- **Exercise 1**
From the essay on being poor, output the passage between "Being poor is knowing you can't" and "lives with you.", inclusive.
- **Exercise 2**
Summarize the essay on being poor in two sentences.

Being poor

evince

Truthmatters
http://www.scalzi.com/whatever/003704.html



September 03, 2005
Being Poor
Being poor is knowing exactly how much everything costs.

Being poor is getting angry at your kids for asking for all the crap they see on TV.

Being poor is having to keep buying $800 cars because they're what you can afford, and then having the cars break down on you, because there's not an $800 car in America that's worth a damn.

Being poor is hoping the toothache goes away.

Being poor is knowing your kid goes to friends' houses but never has friends over to yours.

Being poor is going to the restroom before you get in the school lunch line so your friends will be ahead of you and won't hear you say "I get free lunch" when you get to the cashier.

Being poor is living next to the freeway.

Being poor is coming back to the car with your children in the back seat, clutching that box of Raisin Bran you just bought and trying to think of a way to make the kids understand that the box has to last.

Being poor is wondering if your well-off sibling is lying when he says he doesn't mind when you ask for help.

Being poor is off-brand toys.

Being poor is a heater in only one room of the house.

Being poor is knowing you can't leave $5 on the coffee table when your friends are around.

Being poor is hoping your kids don't have a growth spurt.

Being poor is stealing meat from the store, frying it up before your mom gets home and then telling her she doesn't have make dinner tonight because you're not hungry anyway.

Being poor is Goodwill underwear.

Being poor is not enough space for everyone who lives with you.

Being poor is feeling the glued soles tear off your supermarket shoes when you run around the playground.

Being poor is your kid's school being the one with the 15-year-old textbooks and no air conditioning.

Being poor is thinking $8 an hour is a really good deal.

Being poor is relying on people who don't give a damn about you.

Being poor is an overnight shift under florescent lights.

Being poor is finding the letter your mom wrote to your dad, begging him for the child support.

Being poor is a bathtub you have to empty into the toilet.

Being poor is stopping the car to take a lamp from a stranger's trash.

Being poor is making lunch for your kid when a cockroach skitters over the bread, and you looking over to see if your kid saw.

Being poor is believing a GED actually makes a goddamned difference.

Being poor is people angry at you just for walking around in the mall.

Being poor is not taking the job because you can't find someone you trust to watch your kids.

- **Records provided**

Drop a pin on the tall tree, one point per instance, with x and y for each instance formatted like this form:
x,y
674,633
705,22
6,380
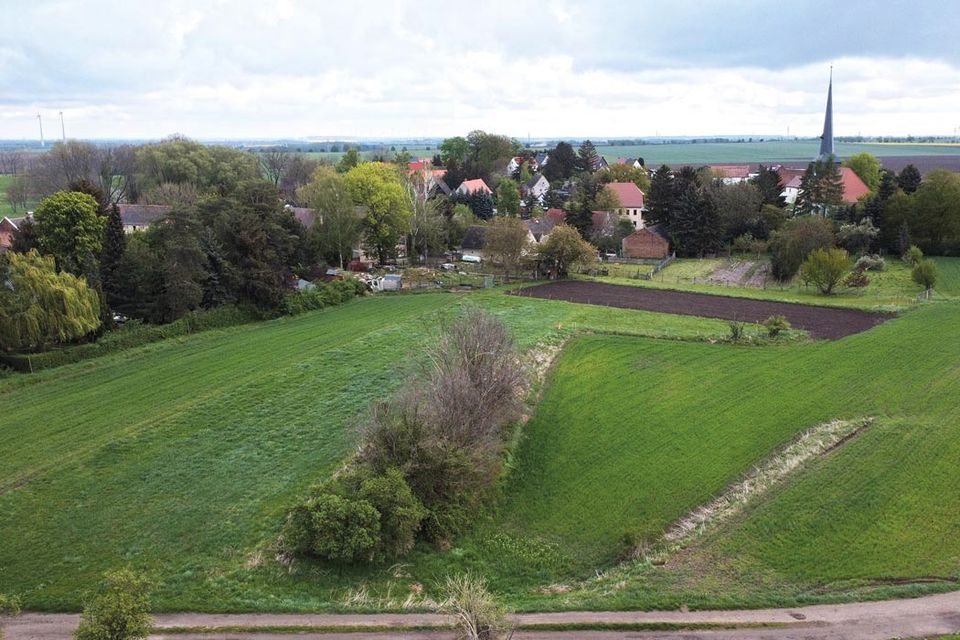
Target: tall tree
x,y
377,187
40,307
69,229
111,257
909,179
867,167
338,227
659,200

- **Exercise response 1**
Being poor is knowing you can't leave $5 on the coffee table when your friends are around.

Being poor is hoping your kids don't have a growth spurt.

Being poor is stealing meat from the store, frying it up before your mom gets home and then telling her she doesn't have make dinner tonight because you're not hungry anyway.

Being poor is Goodwill underwear.

Being poor is not enough space for everyone who lives with you.

- **Exercise response 2**
Being poor means knowing exactly how much everything costs, buying $800 cars that break down, hoping a toothache goes away, heating only one room of the house, and working overnight shifts under fluorescent lights. It also means getting free school lunch, wearing Goodwill underwear, attending a school with 15-year-old textbooks and no air conditioning, and not taking a job because you can't find someone you trust to watch your kids.